SOURCE EXCERPT
## Start

• 08-18-2009
    cannondalejohn
    comparison of hardtail aluminium hardtail frames cannondale ever made
    hi guys..just wanted to know how do all the frames match up against each other since the start of cannondale..

    co2, caffeine, optimo, furio, furio-x...etc and all the caad frames.

    Which one is the lightest?

    strongest?

    and which has the best wielding finishing?

    cheers.

    thks in advance.
  • 08-18-2009
    apacherider
    Optimo was the best. Even though I cracked the chainstay on mine, it was the best riding frame. Best welds, best lines, best paint. Alot of money went into those.
  • 08-18-2009
    frenchbulldog
    hmmm.interesting.
    interesting thread..i'd like to know the order of frames as well.
  • 08-19-2009
    apacherider
    Quote:

    Originally Posted by frenchbulldog
    interesting thread..i'd like to know the order of frames as well.


    3.0 late 80's-early 90's
    CAAD1,2,3 early 90s-1998
    CAAD41999-2001
    CAAD5 2001-2003
    Optimo 2003-2007
    Caffeine 2007-present

    There was overlap in some models but the CAAD2, CAAD3, CAAD4, CAAD5, Optimo and Caffeine in their time were the highest level of frame that Cannondale offered in aluminum hardtail for that year.

    Sprinkled in there under CAAD5 and Optimo were less expensive frames like the Furio or the CO2 under the Caffeine.

    The CAAD3 or CAAD4 probably had the longest run as a production model. After it's debut in 1999 or so in the F4000, F3000 series, over the coming years it was slowly trickled down to the F900. Stayed in production a looooong time.
  • 08-19-2009
    frenchbulldog
    upssss
    hmmm..interesting.

    So how does the furio, furio-x and co 2 match up against each other?

    less expensive meaning they are not so light and inferior welding right?

    making it a less desirable frame?
  • 08-19-2009
    Dan Gerous
    All my opinions:

    The Optimo were the nicest, light, stiff but not rough like earlier CAAD models. It was actually the last Cannondale hardtail frame that was the top of the line, then it was the Carbon Taurine. The CAAD5 were also pretty nice, CAAD4 were much less comfy. As for the Furios, they were not as light, they were cheaper to make and still nice but they were not as high end as the Optimo. Caffeines were pretty good too but still not as high-end as the Optimo were, they were mid-range in the Cannondale hardtail line-up. CO2 didn't have the same construction quality, apparent in the welds. They're the entry-level Cannondale hardtails. That doesn't make them bad frames though, just not as nice as other higher-end Cannondales, heavier, not as smooth welds...

    Now for 2010, the alloy hardtails are all pretty much brand new. I haven't seen them in person but they look very nice. The Flash alloy as some nice features and looks like an improvement over the Caffeines. The Trail frames take a lot of features of the Flash but at a lower price point, it still seems to be a good ride...

## End

MATERIAL

## Start

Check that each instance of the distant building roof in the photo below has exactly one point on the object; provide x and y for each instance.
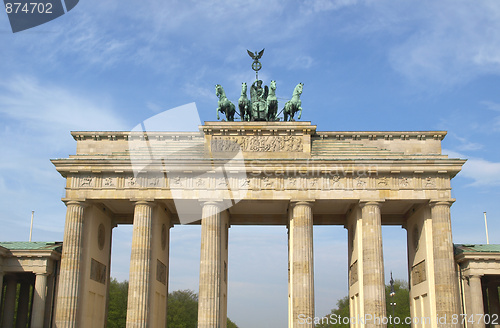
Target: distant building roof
(35, 245)
(476, 248)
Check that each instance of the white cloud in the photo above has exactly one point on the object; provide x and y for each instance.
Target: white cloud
(454, 42)
(481, 171)
(491, 105)
(48, 107)
(36, 120)
(327, 5)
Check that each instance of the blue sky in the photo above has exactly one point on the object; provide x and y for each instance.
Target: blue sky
(365, 65)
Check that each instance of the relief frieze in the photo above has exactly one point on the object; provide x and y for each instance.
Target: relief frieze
(257, 144)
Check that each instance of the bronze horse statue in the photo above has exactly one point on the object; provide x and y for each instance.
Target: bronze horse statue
(225, 105)
(294, 105)
(272, 102)
(244, 104)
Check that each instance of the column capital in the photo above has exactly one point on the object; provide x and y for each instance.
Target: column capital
(308, 203)
(142, 202)
(444, 202)
(217, 203)
(475, 275)
(364, 202)
(78, 202)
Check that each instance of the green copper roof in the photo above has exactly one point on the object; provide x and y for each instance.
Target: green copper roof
(476, 248)
(35, 245)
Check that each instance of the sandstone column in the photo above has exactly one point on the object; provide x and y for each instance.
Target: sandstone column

## End

TASK LIST
A) According to the forum thread on Cannondale frames, what was the last Cannondale hardtail frame that was the top of the line before the Carbon Taurine?
B) Write out the forum thread again from "There was overlap" up to and including "for that year.", swapping "highest level" for "top level".
C) List every username that posts in the forum thread on Cannondale frames.

CORRECT ANSWERS
A) The Optimo.

B)
There was overlap in some models but the CAAD2, CAAD3, CAAD4, CAAD5, Optimo and Caffeine in their time were the top level of frame that Cannondale offered in aluminum hardtail for that year.

C) cannondalejohn, apacherider, frenchbulldog, Dan Gerous